WORK TO COMPLETE: From the data that follows, print exactly the lines starting at the one containing "Target: large window with blinds" and ending at the one containing "[[1022, 656], [1133, 826], [244, 267]]"; include both of them and nothing more.

*** DATA ***

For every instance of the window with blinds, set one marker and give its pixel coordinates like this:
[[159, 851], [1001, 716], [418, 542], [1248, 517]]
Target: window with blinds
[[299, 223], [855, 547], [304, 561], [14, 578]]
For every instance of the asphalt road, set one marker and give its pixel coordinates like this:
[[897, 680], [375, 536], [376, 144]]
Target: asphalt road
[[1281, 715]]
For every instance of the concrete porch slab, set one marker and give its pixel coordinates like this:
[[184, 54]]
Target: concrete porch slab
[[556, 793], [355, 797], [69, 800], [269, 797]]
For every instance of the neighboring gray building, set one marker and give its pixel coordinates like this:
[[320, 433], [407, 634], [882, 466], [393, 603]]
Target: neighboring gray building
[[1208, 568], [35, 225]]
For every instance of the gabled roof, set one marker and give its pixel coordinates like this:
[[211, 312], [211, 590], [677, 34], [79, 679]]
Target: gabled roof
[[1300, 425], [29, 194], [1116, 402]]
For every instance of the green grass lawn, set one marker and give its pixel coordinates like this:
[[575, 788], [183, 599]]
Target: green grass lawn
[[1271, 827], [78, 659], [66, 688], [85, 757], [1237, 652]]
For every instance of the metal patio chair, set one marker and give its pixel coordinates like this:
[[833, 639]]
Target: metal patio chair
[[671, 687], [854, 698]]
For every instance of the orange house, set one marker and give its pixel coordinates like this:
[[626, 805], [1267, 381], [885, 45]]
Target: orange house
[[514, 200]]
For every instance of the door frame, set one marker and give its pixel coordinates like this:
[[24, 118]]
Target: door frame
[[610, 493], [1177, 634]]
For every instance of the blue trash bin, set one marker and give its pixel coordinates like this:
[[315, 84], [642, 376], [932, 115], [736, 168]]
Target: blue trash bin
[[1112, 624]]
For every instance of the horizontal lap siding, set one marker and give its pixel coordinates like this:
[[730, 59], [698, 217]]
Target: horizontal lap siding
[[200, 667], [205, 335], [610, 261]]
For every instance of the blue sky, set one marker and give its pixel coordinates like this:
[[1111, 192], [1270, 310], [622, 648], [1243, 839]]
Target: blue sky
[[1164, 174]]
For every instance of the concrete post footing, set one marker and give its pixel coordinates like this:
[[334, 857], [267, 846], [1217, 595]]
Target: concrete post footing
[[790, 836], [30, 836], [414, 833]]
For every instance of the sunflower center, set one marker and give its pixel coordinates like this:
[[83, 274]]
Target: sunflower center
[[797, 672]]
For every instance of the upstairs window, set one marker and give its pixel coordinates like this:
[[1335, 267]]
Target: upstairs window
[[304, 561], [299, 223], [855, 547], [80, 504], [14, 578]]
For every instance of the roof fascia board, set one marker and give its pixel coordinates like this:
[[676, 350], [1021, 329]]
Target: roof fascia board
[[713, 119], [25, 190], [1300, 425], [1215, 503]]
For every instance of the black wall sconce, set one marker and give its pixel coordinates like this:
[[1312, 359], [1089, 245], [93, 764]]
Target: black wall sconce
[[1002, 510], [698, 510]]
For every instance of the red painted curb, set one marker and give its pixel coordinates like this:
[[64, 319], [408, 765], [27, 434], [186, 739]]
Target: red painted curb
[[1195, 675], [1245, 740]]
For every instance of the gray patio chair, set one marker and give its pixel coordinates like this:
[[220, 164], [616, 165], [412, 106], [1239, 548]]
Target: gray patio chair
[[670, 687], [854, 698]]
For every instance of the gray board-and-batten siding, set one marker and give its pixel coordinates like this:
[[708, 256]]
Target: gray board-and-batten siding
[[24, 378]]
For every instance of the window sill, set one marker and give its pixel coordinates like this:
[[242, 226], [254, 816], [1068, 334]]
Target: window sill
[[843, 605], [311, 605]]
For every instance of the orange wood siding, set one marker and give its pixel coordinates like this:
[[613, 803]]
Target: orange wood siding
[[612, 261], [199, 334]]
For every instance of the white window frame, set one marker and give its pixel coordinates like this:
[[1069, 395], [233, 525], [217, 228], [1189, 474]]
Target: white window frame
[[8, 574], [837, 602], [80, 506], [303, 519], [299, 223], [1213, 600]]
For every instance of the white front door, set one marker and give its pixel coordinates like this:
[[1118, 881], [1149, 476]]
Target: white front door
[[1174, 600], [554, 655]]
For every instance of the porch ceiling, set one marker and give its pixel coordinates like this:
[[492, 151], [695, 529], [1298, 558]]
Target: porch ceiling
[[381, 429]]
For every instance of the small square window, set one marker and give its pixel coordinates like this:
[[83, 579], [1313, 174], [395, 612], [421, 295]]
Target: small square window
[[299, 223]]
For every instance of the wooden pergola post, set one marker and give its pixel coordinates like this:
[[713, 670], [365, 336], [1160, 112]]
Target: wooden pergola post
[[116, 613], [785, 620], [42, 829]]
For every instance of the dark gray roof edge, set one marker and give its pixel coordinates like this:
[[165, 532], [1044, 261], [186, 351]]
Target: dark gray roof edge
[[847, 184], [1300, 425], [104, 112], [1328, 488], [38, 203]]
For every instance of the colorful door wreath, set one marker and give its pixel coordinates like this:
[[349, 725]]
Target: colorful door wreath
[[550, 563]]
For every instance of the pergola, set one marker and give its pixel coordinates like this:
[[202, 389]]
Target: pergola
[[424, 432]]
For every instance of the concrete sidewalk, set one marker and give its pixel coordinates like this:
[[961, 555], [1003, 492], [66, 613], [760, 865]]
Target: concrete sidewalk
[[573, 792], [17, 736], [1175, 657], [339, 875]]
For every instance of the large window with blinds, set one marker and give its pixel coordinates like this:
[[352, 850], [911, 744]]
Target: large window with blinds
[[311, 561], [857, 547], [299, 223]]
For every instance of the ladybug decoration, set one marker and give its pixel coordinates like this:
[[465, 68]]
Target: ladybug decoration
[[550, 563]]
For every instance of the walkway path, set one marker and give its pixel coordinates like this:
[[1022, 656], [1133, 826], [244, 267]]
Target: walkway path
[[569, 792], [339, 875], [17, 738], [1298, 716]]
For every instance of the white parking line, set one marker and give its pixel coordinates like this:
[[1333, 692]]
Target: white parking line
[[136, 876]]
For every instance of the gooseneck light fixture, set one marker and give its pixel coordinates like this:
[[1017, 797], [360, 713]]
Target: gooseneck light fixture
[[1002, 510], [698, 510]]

*** End of DATA ***

TASK OUTPUT:
Target: large window with blinds
[[311, 561], [857, 547], [299, 223]]
For every instance of the ladybug decoration, set one marker and give its pixel coordinates like this:
[[465, 68]]
Target: ladybug decoration
[[550, 563]]
For every instance of the walkway path, set one marker and give its pixel coordinates like this:
[[1022, 656], [1133, 826], [244, 267]]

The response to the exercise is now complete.